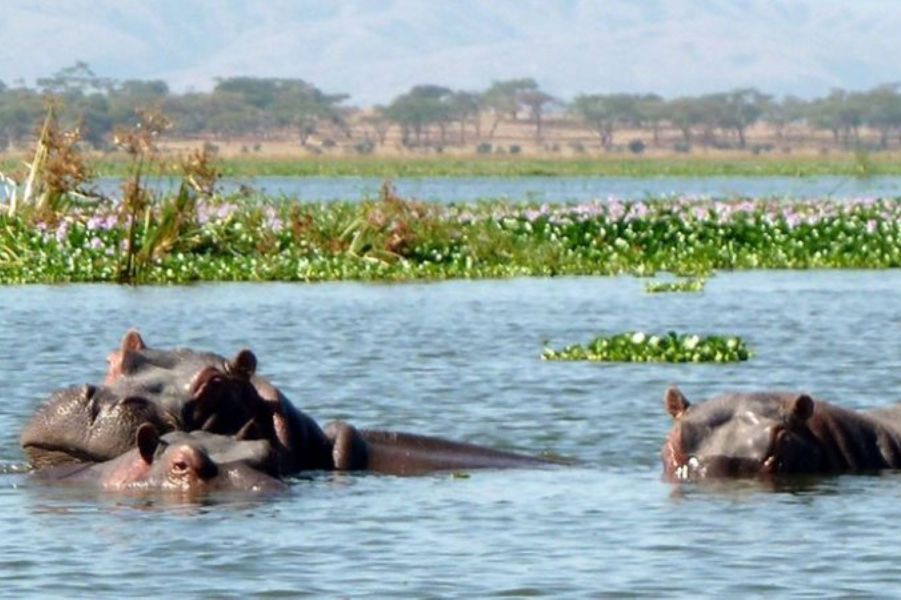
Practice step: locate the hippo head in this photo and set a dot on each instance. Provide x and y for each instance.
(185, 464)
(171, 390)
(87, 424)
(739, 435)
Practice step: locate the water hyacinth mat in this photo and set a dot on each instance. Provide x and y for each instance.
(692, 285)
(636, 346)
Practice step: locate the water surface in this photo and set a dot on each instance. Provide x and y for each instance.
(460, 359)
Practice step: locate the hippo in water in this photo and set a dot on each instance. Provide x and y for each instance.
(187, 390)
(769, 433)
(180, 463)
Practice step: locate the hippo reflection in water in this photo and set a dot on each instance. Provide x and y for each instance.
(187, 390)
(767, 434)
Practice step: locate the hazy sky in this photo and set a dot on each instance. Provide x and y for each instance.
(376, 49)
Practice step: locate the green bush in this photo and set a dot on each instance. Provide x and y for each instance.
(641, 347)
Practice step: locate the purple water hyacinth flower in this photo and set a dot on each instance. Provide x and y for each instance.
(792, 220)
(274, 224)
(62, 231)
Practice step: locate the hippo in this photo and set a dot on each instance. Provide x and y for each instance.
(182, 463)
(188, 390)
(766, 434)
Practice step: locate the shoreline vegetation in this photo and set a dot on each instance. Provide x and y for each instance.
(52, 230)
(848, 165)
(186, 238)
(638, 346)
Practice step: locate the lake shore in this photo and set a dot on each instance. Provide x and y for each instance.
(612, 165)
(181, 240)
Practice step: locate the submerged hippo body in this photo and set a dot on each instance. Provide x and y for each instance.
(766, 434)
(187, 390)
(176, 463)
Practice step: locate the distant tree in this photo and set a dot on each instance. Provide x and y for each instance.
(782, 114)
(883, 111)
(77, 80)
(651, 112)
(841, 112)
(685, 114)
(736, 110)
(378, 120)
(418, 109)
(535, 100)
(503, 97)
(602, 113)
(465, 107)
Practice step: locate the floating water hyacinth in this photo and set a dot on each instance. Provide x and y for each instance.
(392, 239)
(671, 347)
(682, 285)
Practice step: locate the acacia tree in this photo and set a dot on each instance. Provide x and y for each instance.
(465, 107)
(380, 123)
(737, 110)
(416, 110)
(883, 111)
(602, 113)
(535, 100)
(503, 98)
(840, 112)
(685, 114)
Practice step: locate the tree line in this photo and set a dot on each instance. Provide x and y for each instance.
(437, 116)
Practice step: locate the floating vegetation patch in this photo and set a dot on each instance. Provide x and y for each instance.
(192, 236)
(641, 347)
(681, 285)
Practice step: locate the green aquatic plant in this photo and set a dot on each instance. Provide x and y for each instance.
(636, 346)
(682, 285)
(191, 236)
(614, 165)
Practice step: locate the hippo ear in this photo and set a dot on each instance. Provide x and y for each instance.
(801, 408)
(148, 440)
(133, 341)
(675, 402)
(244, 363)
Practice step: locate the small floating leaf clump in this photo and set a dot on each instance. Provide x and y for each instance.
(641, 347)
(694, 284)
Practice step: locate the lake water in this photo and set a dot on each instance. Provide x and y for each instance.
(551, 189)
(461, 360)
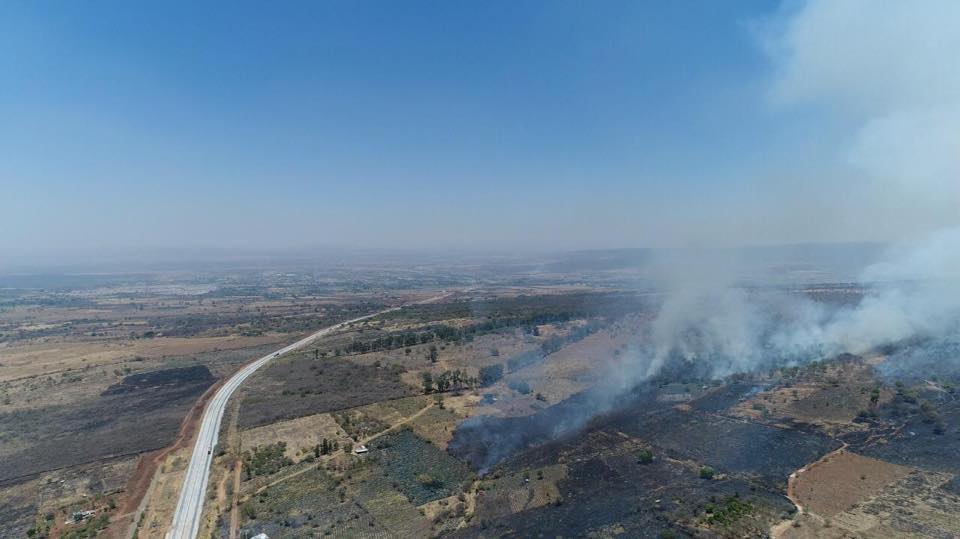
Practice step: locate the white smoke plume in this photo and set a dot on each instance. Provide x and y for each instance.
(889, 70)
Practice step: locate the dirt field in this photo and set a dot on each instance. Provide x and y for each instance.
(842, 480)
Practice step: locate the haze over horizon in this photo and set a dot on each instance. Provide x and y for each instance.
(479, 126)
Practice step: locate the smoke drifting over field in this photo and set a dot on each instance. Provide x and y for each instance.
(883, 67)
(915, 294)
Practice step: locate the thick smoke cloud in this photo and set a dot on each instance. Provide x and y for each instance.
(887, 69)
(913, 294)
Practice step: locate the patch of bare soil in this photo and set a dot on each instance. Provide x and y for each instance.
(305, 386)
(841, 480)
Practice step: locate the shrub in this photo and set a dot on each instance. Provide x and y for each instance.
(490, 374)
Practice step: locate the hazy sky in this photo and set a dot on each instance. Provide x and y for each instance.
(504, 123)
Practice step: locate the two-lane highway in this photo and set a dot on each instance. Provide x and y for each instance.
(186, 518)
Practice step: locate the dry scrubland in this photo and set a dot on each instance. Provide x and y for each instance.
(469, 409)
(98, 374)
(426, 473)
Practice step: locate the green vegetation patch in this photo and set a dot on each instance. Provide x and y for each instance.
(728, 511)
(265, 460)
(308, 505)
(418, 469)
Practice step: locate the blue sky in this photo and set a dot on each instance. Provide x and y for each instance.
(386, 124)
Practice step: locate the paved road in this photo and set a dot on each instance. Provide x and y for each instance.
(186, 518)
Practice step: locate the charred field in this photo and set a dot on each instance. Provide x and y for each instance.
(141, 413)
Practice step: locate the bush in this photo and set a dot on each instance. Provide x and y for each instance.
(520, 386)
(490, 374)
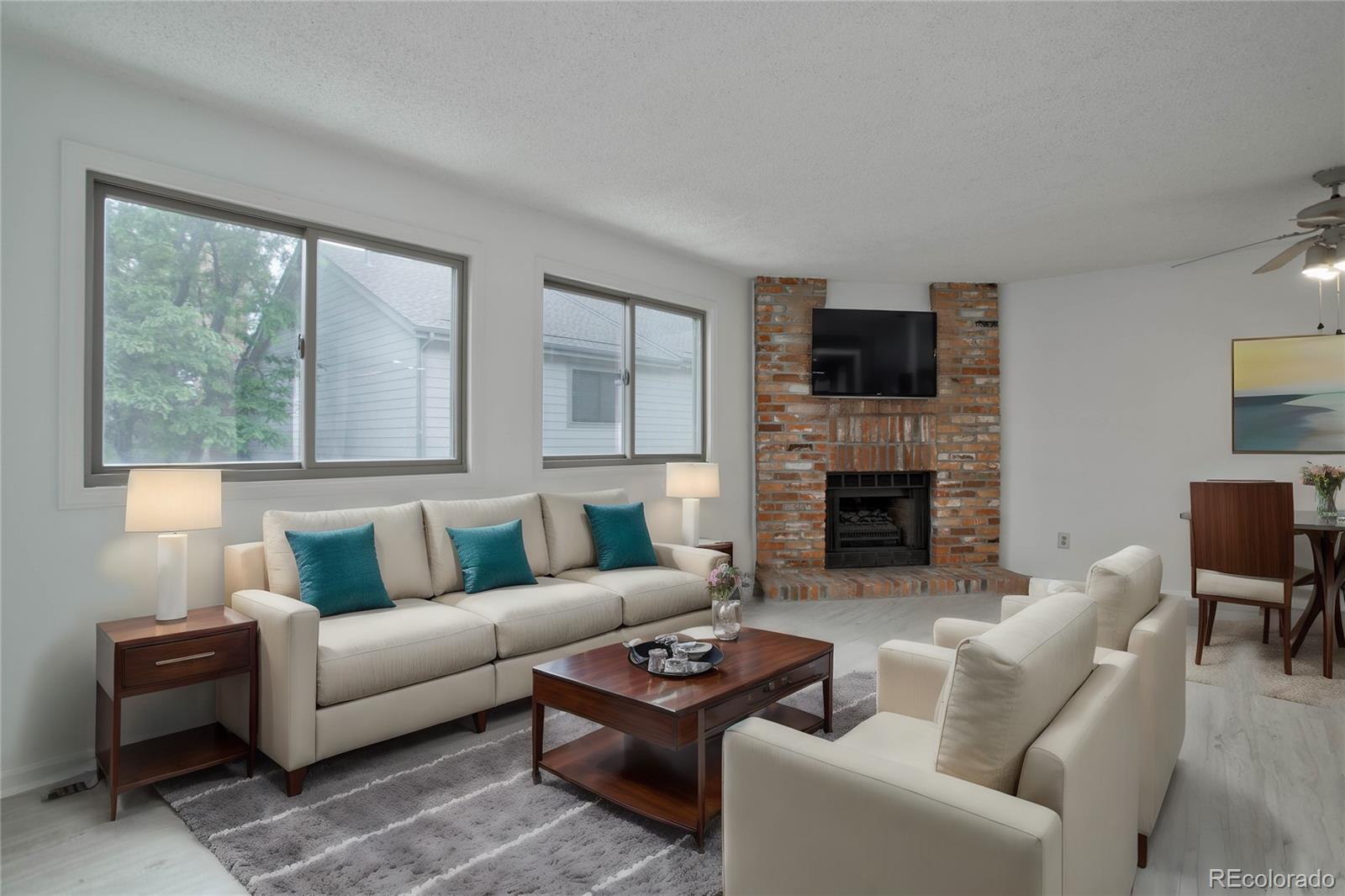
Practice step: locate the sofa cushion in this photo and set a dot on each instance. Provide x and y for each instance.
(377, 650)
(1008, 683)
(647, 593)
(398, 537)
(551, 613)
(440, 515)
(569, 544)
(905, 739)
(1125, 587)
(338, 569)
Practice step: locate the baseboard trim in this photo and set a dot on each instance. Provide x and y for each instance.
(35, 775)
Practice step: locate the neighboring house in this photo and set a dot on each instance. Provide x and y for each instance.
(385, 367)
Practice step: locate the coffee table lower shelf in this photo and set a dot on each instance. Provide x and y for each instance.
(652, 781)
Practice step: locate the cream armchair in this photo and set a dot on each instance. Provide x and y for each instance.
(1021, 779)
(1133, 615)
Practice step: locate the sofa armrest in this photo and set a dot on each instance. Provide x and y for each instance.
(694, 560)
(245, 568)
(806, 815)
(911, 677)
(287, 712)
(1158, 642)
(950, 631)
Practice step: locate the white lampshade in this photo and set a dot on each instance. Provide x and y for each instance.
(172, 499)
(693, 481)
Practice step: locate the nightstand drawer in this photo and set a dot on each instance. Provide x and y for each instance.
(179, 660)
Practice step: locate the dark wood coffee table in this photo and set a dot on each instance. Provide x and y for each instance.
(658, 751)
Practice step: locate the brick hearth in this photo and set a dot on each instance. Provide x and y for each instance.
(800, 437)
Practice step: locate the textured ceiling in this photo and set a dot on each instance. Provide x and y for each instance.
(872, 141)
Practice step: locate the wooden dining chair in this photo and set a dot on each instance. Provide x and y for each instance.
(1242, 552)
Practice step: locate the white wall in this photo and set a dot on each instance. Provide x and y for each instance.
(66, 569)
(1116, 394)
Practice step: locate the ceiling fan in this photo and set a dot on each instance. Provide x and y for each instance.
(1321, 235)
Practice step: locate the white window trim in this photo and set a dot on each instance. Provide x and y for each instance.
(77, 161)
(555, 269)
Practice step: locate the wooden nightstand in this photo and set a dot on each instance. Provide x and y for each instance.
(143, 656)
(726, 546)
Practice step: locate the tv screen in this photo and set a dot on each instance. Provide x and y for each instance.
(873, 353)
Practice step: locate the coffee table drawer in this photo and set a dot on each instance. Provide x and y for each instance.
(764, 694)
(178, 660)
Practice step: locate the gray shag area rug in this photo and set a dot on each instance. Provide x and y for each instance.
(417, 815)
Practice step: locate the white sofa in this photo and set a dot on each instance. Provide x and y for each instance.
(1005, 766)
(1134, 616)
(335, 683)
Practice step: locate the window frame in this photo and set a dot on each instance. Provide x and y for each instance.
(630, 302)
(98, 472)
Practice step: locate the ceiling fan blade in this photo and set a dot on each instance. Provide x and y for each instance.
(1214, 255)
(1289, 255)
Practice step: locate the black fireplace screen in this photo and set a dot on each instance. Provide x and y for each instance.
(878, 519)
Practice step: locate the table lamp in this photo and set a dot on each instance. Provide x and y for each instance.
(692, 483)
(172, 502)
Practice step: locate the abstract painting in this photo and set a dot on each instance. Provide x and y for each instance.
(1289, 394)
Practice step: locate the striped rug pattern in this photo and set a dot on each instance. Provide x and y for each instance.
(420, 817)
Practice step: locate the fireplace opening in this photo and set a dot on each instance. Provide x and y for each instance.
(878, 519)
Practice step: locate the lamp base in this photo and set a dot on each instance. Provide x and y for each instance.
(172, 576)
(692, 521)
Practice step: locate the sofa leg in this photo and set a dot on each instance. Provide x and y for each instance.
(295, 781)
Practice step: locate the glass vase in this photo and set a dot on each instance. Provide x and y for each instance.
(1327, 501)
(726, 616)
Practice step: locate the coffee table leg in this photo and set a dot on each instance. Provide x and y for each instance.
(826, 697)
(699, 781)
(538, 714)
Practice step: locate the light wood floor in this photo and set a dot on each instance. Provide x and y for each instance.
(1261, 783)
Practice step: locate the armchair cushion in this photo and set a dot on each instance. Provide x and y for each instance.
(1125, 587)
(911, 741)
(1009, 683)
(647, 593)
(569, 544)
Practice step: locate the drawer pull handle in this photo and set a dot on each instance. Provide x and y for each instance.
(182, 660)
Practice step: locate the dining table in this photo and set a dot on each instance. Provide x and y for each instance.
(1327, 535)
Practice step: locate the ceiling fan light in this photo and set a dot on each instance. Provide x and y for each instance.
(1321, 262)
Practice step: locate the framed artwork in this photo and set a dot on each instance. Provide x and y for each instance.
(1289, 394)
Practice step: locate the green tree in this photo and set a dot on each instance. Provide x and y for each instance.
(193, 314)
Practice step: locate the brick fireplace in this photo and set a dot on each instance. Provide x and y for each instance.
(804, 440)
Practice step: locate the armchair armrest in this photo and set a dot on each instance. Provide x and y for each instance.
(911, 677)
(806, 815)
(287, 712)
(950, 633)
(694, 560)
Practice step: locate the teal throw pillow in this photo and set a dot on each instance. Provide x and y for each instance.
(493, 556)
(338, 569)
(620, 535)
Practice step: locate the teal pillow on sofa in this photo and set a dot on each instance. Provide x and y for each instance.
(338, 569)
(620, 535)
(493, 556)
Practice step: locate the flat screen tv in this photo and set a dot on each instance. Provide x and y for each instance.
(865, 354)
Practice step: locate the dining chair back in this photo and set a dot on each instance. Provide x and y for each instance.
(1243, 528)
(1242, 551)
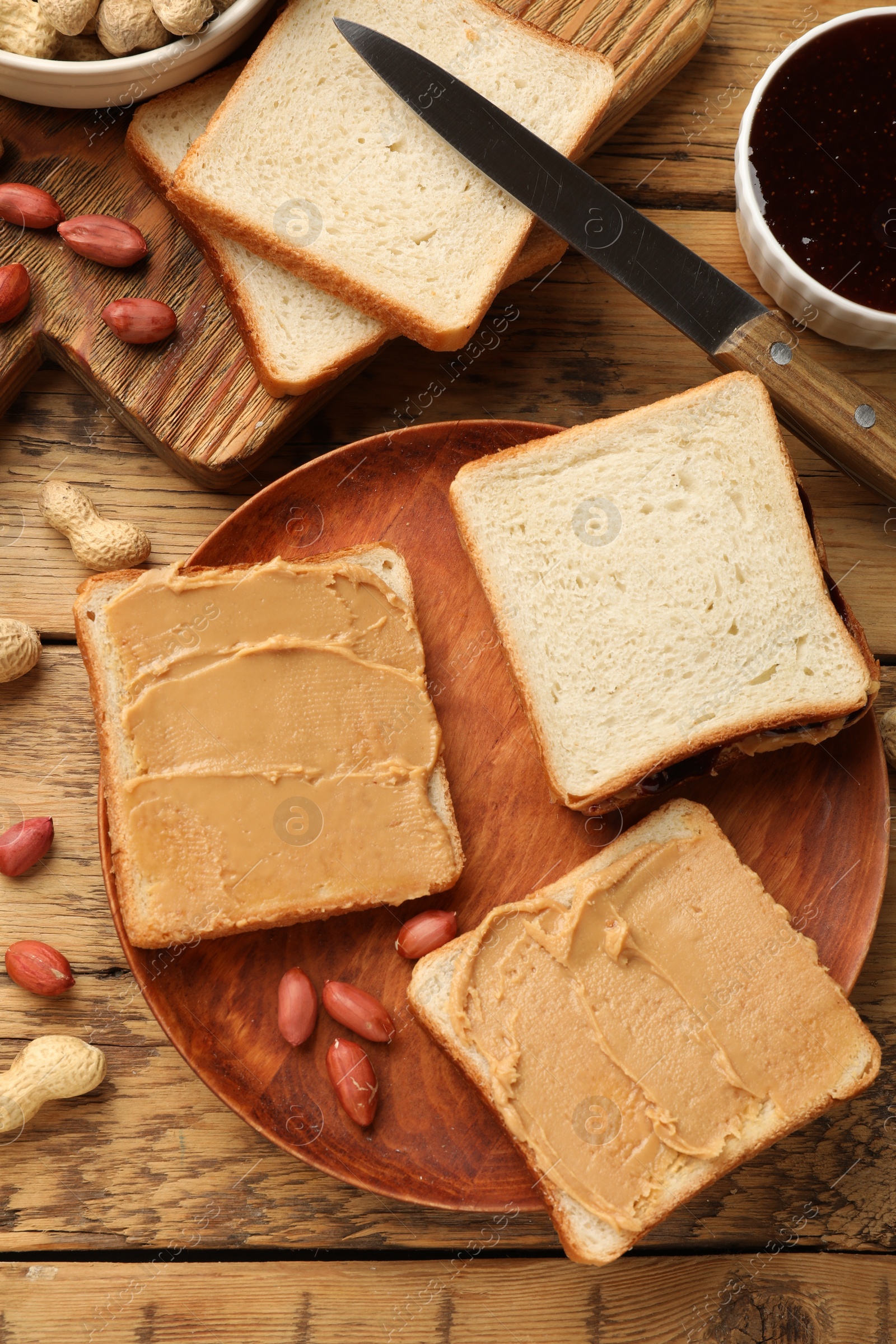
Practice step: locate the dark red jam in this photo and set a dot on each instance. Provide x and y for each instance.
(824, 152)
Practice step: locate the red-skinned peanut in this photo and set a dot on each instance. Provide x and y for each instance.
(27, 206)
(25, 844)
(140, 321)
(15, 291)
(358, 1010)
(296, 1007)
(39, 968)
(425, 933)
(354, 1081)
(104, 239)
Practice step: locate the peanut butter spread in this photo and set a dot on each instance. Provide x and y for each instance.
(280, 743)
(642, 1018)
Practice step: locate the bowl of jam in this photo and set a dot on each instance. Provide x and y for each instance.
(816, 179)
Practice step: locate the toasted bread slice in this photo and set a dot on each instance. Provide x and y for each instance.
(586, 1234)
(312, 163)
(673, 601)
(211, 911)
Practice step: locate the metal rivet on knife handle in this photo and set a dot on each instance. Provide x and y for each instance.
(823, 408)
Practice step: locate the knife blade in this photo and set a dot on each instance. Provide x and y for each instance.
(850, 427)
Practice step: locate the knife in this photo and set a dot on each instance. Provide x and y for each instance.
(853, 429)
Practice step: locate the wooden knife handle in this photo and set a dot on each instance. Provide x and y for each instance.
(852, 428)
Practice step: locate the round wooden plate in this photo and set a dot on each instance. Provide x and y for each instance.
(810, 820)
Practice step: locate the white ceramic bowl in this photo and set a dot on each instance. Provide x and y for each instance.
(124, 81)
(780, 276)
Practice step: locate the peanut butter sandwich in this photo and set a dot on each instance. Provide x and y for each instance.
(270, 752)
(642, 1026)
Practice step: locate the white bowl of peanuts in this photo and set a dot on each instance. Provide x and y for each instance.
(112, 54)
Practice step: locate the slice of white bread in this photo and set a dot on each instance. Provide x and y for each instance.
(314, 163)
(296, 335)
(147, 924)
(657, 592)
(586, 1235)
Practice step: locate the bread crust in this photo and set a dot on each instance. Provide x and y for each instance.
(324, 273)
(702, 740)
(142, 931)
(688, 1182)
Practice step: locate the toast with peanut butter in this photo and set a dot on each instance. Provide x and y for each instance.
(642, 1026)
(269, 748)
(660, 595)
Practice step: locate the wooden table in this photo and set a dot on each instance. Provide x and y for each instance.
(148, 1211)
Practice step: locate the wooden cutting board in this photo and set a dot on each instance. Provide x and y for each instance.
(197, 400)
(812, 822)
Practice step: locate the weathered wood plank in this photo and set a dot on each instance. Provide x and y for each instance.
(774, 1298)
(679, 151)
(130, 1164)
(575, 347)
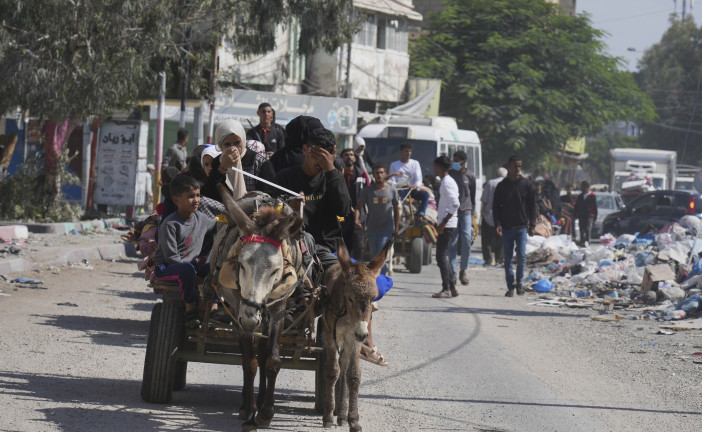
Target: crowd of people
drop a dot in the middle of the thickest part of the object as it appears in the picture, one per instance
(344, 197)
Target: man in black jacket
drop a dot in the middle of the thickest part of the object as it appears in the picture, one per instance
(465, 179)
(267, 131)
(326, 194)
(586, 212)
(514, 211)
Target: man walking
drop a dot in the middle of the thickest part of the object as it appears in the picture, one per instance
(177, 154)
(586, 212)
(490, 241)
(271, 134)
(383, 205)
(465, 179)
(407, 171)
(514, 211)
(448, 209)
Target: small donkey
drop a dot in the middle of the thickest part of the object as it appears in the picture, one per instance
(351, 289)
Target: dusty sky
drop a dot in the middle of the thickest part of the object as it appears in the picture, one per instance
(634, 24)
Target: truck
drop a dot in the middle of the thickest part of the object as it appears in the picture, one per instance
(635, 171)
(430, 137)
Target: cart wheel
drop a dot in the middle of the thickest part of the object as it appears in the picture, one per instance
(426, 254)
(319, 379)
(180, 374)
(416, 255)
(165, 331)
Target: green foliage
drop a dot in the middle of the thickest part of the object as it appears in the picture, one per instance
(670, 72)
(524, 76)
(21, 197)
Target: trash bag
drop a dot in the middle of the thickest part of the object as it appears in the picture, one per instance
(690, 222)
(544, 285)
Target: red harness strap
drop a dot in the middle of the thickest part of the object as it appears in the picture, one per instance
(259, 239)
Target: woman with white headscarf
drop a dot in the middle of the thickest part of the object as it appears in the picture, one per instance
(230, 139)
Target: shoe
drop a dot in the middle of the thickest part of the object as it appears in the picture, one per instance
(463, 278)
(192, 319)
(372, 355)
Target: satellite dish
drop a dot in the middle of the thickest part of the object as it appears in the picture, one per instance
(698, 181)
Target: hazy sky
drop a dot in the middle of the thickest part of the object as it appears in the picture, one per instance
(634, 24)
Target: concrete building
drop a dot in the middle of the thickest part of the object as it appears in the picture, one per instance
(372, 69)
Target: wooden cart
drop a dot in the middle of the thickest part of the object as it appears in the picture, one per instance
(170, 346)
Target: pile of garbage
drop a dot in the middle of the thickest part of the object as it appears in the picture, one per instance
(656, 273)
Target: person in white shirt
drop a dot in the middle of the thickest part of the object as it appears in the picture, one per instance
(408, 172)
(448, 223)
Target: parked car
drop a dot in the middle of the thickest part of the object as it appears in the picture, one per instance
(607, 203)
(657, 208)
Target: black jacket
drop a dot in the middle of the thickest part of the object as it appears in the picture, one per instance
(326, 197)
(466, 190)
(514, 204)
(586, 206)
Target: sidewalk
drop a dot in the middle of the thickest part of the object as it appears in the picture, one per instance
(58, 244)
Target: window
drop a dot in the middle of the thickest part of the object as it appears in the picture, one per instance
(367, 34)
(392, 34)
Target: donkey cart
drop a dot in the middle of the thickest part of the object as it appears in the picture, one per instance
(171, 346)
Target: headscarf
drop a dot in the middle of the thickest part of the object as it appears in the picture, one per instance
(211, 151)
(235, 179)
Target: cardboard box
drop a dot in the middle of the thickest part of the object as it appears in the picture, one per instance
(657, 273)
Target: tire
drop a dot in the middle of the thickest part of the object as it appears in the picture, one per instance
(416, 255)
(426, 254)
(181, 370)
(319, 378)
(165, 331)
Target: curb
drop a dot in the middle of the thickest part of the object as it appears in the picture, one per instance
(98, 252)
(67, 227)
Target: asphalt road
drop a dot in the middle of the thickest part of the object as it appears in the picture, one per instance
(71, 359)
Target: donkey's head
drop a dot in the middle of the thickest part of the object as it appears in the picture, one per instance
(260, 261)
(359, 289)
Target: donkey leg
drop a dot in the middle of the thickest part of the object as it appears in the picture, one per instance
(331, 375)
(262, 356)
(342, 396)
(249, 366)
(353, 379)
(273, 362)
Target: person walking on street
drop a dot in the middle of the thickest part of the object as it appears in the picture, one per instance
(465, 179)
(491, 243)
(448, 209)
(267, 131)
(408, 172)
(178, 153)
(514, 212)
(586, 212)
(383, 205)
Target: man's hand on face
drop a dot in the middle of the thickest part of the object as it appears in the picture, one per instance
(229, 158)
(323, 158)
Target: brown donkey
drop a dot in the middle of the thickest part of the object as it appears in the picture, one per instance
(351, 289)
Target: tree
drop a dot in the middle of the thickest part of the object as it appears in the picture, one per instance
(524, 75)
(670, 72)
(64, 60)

- - - -

● Task details: Looking at the entries above, can you reproduce exactly the lines from the one that holds "Target: donkey cart" through the one that holds "Target: tree", and only those?

● Solved problem:
Target: donkey cart
drop a dot in the middle of the thickest part of the object as it appears in the picture, one per instance
(171, 346)
Target: headscarf
drop a dot in the middle of the thickest part of the object as it appears in the picture, one per instance
(211, 151)
(235, 179)
Target: cardboard box
drop a dot in the middle of the thickest part of the object as it appears in the picture, one per instance
(657, 273)
Target: tire
drop a dot in the middle of the thickest part of the object as it appears in the picture, one per instance
(416, 255)
(426, 254)
(181, 370)
(319, 378)
(165, 331)
Target: curb
drop a dot in the middle of the thickest part of the object as it appears in the picture, one per instance
(98, 252)
(67, 227)
Target: asphalt road
drop a dot in the middle of the thickest part of the object as it appears in the picture, one per instance
(71, 359)
Target: donkey's head
drop a dot in the middle of the thickest part of the object as it appears in the picture, one per instance
(260, 261)
(359, 289)
Target: donkey leg
drop a dot in the middle of the thickest part of the object as it appears in the picture, one per instance
(331, 375)
(262, 356)
(342, 396)
(249, 366)
(353, 379)
(273, 362)
Target: person walking on street
drop a dot in the middle of the thickest part of the object as it appears in the picture, one per instance
(465, 179)
(491, 243)
(448, 209)
(267, 131)
(408, 172)
(178, 153)
(514, 212)
(586, 212)
(383, 205)
Target: man's hand on face
drop a dot in the middle of the thickest part of the object as it appears in the picture, one per instance
(229, 158)
(323, 158)
Target: brown donkey
drop a dot in the middle of the thickest part of the object as it appears in the picture, one per instance
(351, 289)
Target: tree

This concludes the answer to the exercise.